• [Excerpted text]

Advertisement

News

Google Translatotron can mimic your voice

Google Translatotron can mimic your voice
Patrick Devaney

Patrick Devaney

  • Updated:

Google Translate is an incredible tool.

Google Translate logo

It hasn’t had the panache of some of the translating devices, we’ve seen in pop culture sci-fi outings like “Star Trek” and “Hitchhiker’s Guide to the Galaxy.” But it’s been getting the job done for years. From travelers in foreign lands to high school kids doing their Spanish homework, Google Translate has made it easier to converse across multiple languages.

Incredibly, Google’s showpiece translation tool is about to get even better with Google Translatotron. Soon, it could be entering realms of existence that have so far only belonged in our wildest imagination.

Google Translate Download now ►
8

Google Translatotron improves speech-to-speech, mimics user’s voice

Google translate

Speech-to-speech translation is still not a huge thing in today’s world. Google has been trying to push it recently, via its Home Hub assistant, but it hasn’t really caught on with the general public. Most of us are still typing in what we need translating or using Google’s excellent image recognition software to take pictures of text that we want to translate.

The main reason for this is that technology hasn’t quite been good enough, up to now. The way speech-to-speech translation works currently is by:

  • Listening to the spoken words
  • Transcribing it into text
  • Translating the text into the target language
  • Finally, converting it back into speech.

All these steps take time and the end result is a more regular text-based conversion.

Google’s new Translatotron is going to change this and will implement true speech-to-speech translation. Translatotron will allow Google to cut out the need to convert sounds into text, which will save time and remove steps were a translation could go wrong.

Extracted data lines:
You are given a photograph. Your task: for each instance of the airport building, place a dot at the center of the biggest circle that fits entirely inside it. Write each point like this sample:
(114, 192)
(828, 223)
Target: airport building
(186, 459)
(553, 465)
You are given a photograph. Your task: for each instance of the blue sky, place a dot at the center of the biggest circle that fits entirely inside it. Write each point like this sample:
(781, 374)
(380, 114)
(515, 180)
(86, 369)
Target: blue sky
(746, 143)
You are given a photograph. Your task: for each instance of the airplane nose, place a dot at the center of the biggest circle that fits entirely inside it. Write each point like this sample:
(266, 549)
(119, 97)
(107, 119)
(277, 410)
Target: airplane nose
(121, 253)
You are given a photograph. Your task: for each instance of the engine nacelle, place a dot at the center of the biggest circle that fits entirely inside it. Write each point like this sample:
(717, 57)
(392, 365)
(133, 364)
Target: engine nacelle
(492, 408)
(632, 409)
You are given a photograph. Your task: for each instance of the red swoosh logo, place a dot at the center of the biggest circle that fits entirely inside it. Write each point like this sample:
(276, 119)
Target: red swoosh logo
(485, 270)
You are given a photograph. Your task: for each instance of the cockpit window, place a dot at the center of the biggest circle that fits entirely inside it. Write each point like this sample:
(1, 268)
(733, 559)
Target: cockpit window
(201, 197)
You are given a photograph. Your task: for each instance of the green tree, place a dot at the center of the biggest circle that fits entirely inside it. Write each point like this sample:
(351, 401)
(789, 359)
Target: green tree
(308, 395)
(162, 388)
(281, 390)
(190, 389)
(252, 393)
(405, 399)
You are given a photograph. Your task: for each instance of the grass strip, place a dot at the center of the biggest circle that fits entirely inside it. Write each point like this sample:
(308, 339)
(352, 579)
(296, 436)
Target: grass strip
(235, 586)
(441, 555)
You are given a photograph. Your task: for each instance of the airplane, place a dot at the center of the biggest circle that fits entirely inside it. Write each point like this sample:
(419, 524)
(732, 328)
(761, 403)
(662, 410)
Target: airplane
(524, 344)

• [Set of tasks]
a) In the Translatotron article, what step does the new system remove from speech-to-speech translation?
b) Please write the next part of the Translatotron article, picking up after its final sentence.

• [Answers to the exercises]
a) It removes the need to convert sounds into text.

b)
The other cool feature that Translatotron gives Google is the ability to make the translated speech mimic the voice of the original user. You can find some audio samples of this action here.

How Google Translatotron works
Image via: Google

According to Google, the new feature uses a variety of methods to translate directly from voice and then mimic said voice in its recreations. It’s pretty confusing, but you can find the complete explanation here.

Wrapping up

It isn’t clear when Translatotron will start to be incorporated into Google Translate. The blog post ends by calling it a “start point” for future research on end-to-end speech-to-speech translation systems.

Google sees this as the beginning of something rather than the culmination. It is clear from the audio samples that it is far from a polished feature. Perhaps this is why Google has called it Translatotron, which wouldn’t be out of place in a clunky 1950s era sci-fi outing. It is futuristic, but far from slick.

Patrick Devaney

Patrick Devaney

Patrick Devaney is a news reporter for Softonic, keeping readers up to date on everything affecting their favorite apps and programs. His beat includes social media apps and sites like Facebook, Instagram, Reddit, Twitter, YouTube, and Snapchat. Patrick also covers antivirus and security issues, web browsers, the full Google suite of apps and programs, and operating systems like Windows, iOS, and Android.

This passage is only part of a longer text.